**DESCRIPTION OF THE TASK**
Your task is to write out the entire listing exactly, omitting its pictures.
*** Opening of DATA FOR PROCESSING ***
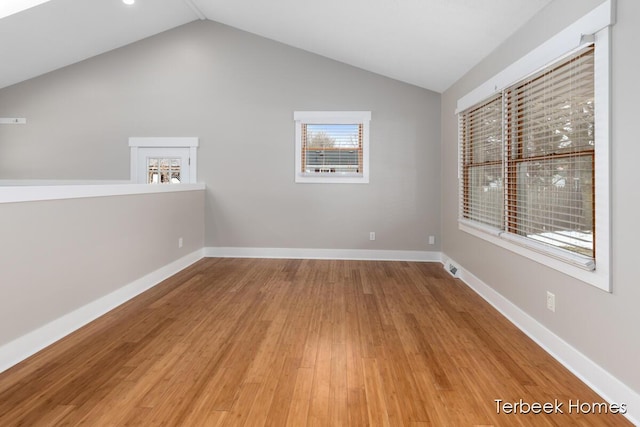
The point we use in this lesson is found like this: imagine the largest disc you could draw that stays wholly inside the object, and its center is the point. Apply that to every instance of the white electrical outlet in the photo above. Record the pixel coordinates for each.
(551, 301)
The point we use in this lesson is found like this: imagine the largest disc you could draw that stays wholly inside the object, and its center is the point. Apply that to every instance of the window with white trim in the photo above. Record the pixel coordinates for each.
(166, 160)
(533, 157)
(332, 146)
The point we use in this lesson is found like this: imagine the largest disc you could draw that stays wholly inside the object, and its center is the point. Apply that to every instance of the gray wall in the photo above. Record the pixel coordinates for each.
(56, 256)
(602, 326)
(237, 92)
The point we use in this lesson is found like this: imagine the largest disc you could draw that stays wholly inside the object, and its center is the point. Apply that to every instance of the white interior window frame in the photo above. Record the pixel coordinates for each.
(192, 143)
(332, 117)
(594, 27)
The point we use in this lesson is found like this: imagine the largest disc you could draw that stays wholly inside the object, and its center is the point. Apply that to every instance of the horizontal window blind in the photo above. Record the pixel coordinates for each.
(550, 163)
(527, 159)
(481, 154)
(332, 148)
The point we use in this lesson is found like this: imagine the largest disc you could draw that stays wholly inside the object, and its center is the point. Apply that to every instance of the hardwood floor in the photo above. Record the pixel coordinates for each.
(296, 342)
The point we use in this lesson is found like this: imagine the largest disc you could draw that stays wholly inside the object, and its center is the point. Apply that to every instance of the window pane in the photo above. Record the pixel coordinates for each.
(484, 203)
(553, 113)
(484, 132)
(332, 148)
(333, 136)
(554, 202)
(163, 170)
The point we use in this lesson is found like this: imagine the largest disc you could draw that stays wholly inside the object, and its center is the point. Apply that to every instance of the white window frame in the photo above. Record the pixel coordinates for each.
(332, 117)
(592, 27)
(162, 147)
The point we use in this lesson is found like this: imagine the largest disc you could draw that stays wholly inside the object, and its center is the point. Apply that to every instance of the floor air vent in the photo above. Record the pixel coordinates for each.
(452, 269)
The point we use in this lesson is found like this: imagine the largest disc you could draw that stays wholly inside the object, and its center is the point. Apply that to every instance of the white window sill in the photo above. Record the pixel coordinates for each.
(53, 190)
(599, 277)
(330, 178)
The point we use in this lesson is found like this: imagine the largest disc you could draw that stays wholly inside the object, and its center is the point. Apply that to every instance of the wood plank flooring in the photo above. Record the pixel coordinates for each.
(245, 342)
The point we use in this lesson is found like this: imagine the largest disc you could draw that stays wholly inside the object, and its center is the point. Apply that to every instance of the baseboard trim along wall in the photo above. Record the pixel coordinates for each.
(27, 345)
(304, 253)
(601, 381)
(592, 374)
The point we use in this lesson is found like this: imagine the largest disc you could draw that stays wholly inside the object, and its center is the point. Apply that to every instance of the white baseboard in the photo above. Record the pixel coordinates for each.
(601, 381)
(25, 346)
(304, 253)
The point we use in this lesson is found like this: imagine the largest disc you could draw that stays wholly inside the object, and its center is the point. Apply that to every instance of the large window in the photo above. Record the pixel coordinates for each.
(534, 159)
(332, 146)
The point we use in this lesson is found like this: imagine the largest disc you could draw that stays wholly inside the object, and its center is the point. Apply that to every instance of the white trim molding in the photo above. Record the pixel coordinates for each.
(597, 378)
(27, 345)
(305, 253)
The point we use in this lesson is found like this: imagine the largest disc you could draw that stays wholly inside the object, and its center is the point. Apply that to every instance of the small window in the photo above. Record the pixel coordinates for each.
(332, 146)
(163, 160)
(163, 170)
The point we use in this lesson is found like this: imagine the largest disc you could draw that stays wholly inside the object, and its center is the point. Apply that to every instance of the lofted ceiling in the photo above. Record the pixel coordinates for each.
(428, 43)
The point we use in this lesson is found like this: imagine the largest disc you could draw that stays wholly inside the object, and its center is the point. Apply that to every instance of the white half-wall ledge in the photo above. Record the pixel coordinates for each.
(27, 345)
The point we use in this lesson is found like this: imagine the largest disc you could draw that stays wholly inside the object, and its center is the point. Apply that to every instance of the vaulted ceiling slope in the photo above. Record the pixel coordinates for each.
(428, 43)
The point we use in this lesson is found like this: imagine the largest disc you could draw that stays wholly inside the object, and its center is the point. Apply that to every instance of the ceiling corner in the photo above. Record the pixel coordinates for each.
(196, 9)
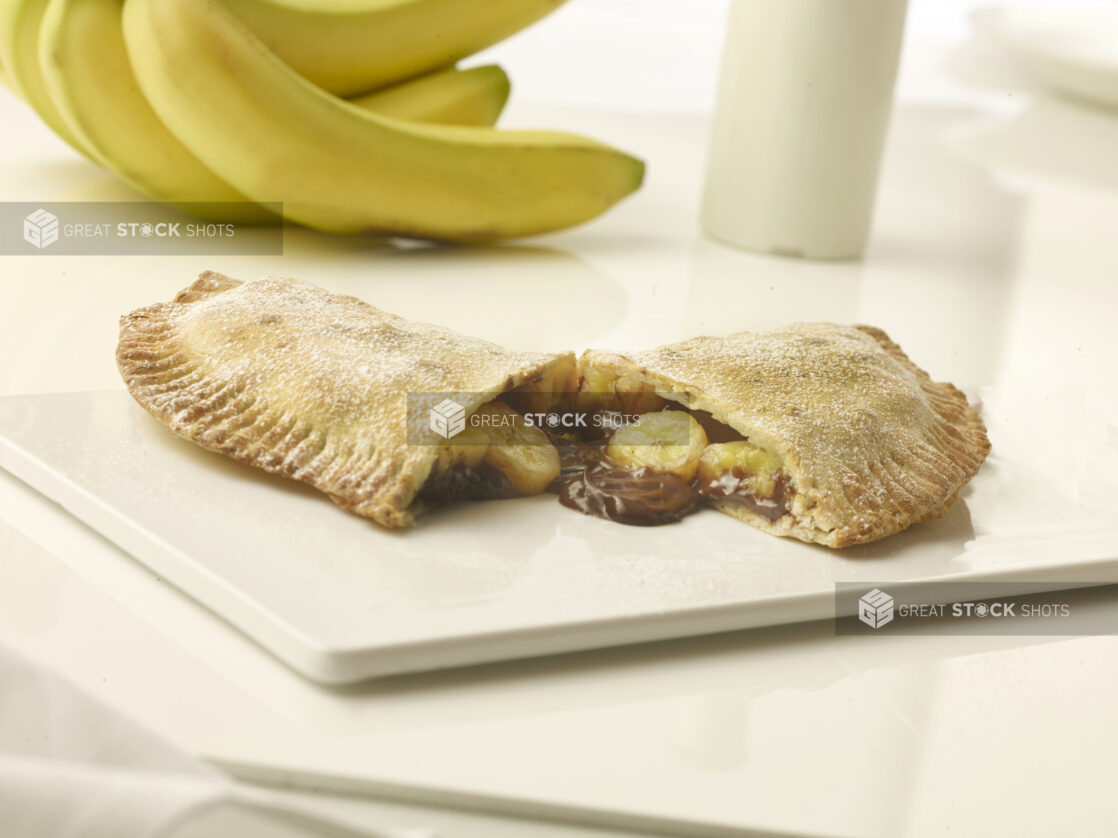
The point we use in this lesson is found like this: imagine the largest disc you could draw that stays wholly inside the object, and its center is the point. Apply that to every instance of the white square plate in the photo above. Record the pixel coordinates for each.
(340, 599)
*** Close of DATA FOR PROCESSING ***
**SOLVED EXERCISE**
The point we use in this lesson is found like this: imagine the largest disc you could draw that stays wholly inside the object, and its center is the point. Apply that to every instance of the white electrical outlet in the photo above. Record the pixel coordinates for each.
(551, 301)
The point we use in this lesson is found like this: imagine the largest disc you could draw that stays wholly inside the object, and its center is the point. Apply that to every instance of the window with white trim in the photo above. Record the pixel coordinates for each.
(166, 160)
(533, 157)
(332, 146)
The point we use in this lesson is found like this: imagine the largest disc you could draw that stays wholly inside the object, and its center is the point. Apply that to every instance of the gray wall in the photo above. Record the pixel coordinates for each.
(56, 256)
(602, 326)
(237, 92)
The point we use in this lesson is found like this: imagine the largest disc you could draw that stays wholly inside the object, and its center is the point. Apply that to every instance of the white interior window frame in the photo above. Record the pixel coordinates for each.
(192, 143)
(332, 117)
(594, 27)
The point we use in this lesson is found like this: imagine the largest disc you could draw that stays wholly inside the object, and its center is the point. Apply that to every instance of the horizontal window blind in the photo above. Record the pixel coordinates for each.
(550, 163)
(527, 159)
(481, 154)
(332, 148)
The point we use in this lesson is found like this: imagine the largest disc you could draw that stays wholly inside the object, and its center is the point. Apply that to every instance of the hardwood floor in the photo above. Record the pixel coordinates for each.
(296, 342)
The point we use in this lesson is found like this: imagine the largest disc you could draw that stays wholly inside the object, and its center is the point. Apply that to every instance of the window pane in the photo above. Record the pixel coordinates for each.
(484, 203)
(553, 113)
(484, 132)
(332, 148)
(333, 136)
(554, 202)
(163, 170)
The point we use in this lesson is found like this: imagine the largest disc you could draw that stays wholly inside the object, and its center is the point. Apply that to every instance of the white window frame in the photo above. Record the pixel coordinates for each.
(332, 117)
(592, 27)
(162, 147)
The point we use in this lesson is found like this: imagine the largest disc you could draw that stays wholly inside the object, and its center is the point. Apply that to every instance of the floor air vent in the photo above. Record the pixel coordinates for each.
(452, 269)
The point we use in this lesson is found like this: imagine the largest disc you could draw that stays wholly inside the object, and its center is the point. Apply that to every instance of the white window sill in the photo above. Record the pixel coordinates for each.
(53, 190)
(599, 277)
(330, 178)
The point we use in this lesson is found like this: imagine the largest disc you could draw that stays wholly inside the object, and its center is the point. Apply that to every instance of the wood plank flooring in the photo above. Record the pixel coordinates for each.
(245, 342)
The point we use in this lesson is found like this: imagine the largest disc you could draw that stays wholly inside the object, and its center is the point. Apply that to every instance of the baseboard trim along wall in the photo above. Record the pixel coordinates for each.
(27, 345)
(304, 253)
(601, 381)
(592, 374)
The point we use in this lesson is found like this: imagine the largest disc you could draw that stays wholly inside the object, and its center is the point. Apply that to every instance of the white baseboard in the photo above. Record the pixel coordinates for each.
(601, 381)
(25, 346)
(304, 253)
The point we use in this lesson is found like this: imagine the largest disc you could draw that stays wholly inside the object, and its center is the point. Apply that to every instance of the large window in the photo above. Record the pixel coordinates for each.
(534, 159)
(332, 146)
The point we use in this lesson is found like this: imagine the largest disc you could draw that stays wholly inside the object, and its center is the point. Apply that to every instance of the white trim molding in the photo above. Record the pixel coordinates for each.
(597, 378)
(27, 345)
(305, 253)
The point we use in this lesson is found like this: imagine the largest disc you could draw that stays wholly inside the object, and its center is the point. Apply that to every instance of the small window in the photo above. Record the pixel coordinates for each.
(332, 146)
(163, 160)
(163, 170)
The point we use in this lesson is found like this: imagine the largest disc you could draw that stays wholly inside the object, and its center is the point. Apply that to every instance of the lofted ceiling in the photo above. Record the pixel coordinates for each.
(428, 43)
The point we use in this lesson is found like this: imagine the largest disc you could draw that stays wholly inside the object, and its center is the point. Apply that to every instance of the white half-wall ledge in the photo above. Record the pixel coordinates for each.
(27, 345)
The point we use in this lesson is found like this: imagine the largest disc you could draw that stays wholly inside the object, and its center is the point. Apply that to every instance of the vaulted ceiling slope in the photo above. Record the pixel coordinates for each.
(428, 43)
The point we use in this lesson is found like this: imagine the largest disc you could draw that stays wholly inside the object, and its center is the point. Apply that to every instance of the ceiling corner in the photo above. Record the pixel coordinates for each.
(196, 9)
The point we use in this lesson is found like this: imagine the largest disc you could draw that stays wholly inside the object, and its center is the point. Apply that to every instance of the white square plate in the photo above. Record the pixel coordinates for each.
(340, 599)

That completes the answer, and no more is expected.